*Set problem*
Report every line of the listing that contains the word "bare".
## Start
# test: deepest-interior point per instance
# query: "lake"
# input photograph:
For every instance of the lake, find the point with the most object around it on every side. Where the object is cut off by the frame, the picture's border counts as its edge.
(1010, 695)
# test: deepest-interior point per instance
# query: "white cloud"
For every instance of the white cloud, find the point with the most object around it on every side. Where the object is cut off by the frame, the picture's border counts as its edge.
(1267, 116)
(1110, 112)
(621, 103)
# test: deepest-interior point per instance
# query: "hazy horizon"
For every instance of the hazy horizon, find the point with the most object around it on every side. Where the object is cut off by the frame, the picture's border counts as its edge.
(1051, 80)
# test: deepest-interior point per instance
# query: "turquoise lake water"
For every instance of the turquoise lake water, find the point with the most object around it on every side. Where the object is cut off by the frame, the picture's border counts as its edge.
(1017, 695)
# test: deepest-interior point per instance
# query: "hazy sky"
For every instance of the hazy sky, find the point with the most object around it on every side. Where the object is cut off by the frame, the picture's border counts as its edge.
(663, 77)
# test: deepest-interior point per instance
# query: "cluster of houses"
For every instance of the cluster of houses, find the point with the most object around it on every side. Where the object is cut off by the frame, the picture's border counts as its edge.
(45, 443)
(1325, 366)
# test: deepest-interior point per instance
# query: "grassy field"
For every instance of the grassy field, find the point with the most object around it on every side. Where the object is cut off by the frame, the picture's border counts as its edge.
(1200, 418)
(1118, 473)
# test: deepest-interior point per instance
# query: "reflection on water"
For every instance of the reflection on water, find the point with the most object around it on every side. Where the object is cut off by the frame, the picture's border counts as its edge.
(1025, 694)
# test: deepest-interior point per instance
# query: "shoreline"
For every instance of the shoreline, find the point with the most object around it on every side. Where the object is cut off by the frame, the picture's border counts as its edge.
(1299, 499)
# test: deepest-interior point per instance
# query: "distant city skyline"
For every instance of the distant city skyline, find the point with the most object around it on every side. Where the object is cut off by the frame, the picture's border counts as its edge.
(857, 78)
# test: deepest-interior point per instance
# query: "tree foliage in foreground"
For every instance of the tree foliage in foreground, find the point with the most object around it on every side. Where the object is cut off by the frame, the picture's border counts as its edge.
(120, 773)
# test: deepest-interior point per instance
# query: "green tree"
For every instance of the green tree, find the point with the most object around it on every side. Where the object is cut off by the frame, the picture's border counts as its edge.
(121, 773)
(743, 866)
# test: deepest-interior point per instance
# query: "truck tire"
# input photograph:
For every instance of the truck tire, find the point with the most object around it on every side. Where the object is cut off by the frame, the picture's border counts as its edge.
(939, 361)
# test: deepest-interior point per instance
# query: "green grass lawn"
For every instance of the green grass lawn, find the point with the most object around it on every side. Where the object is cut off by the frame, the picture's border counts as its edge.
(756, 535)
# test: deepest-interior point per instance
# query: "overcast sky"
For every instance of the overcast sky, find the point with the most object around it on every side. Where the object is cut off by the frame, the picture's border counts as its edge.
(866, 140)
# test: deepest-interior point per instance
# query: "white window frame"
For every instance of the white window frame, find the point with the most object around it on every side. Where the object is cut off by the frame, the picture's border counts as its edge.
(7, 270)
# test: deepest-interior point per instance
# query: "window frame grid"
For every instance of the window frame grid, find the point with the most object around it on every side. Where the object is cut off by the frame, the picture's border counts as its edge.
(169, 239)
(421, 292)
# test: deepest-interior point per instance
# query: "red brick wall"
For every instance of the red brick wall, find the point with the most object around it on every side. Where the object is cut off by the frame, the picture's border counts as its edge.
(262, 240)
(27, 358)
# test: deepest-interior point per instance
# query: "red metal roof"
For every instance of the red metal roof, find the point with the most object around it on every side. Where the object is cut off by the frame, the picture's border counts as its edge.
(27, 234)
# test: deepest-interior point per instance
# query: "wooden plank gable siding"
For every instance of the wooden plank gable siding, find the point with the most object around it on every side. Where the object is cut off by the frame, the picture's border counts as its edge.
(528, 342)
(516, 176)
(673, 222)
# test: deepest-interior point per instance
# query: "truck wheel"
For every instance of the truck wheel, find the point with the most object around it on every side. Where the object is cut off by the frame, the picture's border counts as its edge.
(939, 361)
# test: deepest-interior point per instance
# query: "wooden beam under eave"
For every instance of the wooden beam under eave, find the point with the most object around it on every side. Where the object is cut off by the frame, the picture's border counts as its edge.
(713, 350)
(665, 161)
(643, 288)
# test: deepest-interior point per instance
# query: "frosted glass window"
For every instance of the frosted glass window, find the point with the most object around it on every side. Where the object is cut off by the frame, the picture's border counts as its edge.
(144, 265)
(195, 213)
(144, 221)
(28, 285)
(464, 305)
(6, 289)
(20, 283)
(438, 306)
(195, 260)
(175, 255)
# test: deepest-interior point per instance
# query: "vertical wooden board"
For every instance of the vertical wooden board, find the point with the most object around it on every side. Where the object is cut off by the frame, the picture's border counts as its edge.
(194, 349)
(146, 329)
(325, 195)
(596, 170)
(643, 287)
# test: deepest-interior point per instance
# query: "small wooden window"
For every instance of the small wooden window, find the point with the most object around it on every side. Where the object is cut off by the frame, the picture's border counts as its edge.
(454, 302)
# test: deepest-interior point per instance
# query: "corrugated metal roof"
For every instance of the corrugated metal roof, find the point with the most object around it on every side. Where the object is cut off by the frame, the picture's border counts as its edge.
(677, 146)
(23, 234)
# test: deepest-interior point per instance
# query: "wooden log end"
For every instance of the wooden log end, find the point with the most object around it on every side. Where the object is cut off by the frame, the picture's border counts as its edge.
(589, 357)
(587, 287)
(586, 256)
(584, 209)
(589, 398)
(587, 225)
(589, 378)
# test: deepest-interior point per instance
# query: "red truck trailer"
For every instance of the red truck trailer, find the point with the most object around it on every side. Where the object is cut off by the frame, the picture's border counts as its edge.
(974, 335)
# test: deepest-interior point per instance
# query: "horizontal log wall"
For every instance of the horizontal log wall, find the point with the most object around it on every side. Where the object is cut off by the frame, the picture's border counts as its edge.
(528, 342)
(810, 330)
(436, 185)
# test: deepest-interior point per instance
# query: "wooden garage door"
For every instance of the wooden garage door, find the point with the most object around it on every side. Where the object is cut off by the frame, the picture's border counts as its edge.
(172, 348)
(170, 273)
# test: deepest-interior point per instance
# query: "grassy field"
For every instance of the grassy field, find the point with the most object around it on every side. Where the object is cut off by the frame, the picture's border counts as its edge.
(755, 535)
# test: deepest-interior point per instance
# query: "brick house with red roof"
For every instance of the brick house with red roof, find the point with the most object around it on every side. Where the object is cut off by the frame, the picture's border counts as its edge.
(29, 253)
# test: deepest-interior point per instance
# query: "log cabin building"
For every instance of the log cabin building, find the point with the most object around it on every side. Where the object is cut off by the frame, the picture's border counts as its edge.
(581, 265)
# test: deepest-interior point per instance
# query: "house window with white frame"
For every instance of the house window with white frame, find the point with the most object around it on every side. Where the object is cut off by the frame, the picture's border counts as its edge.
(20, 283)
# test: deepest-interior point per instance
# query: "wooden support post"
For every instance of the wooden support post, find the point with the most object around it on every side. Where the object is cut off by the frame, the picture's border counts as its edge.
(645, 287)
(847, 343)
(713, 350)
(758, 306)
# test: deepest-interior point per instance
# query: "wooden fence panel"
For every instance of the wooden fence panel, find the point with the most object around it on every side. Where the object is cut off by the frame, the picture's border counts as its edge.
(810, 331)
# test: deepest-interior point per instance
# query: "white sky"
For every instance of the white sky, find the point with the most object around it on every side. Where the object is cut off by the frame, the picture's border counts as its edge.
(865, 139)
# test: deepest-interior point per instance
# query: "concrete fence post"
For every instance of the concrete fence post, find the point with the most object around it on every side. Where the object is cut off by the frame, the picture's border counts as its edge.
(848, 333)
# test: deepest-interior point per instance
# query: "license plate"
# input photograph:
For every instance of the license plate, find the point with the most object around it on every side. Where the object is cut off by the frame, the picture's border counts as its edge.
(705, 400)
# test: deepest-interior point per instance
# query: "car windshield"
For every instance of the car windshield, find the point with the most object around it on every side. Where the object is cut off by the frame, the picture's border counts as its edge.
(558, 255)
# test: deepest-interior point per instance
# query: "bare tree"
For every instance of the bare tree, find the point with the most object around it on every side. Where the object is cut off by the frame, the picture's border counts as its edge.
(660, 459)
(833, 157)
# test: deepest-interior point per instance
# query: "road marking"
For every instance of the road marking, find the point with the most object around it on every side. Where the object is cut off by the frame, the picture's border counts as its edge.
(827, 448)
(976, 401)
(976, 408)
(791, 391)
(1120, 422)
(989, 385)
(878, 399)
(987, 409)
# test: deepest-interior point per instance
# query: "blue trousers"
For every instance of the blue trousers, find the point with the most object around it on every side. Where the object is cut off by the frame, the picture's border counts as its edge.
## End
*Solution*
# query: "bare tree"
For every instance of the bare tree, find the point with the most object around it on every side. Where the object is cut off by the frame, the picture's border counts as its edge.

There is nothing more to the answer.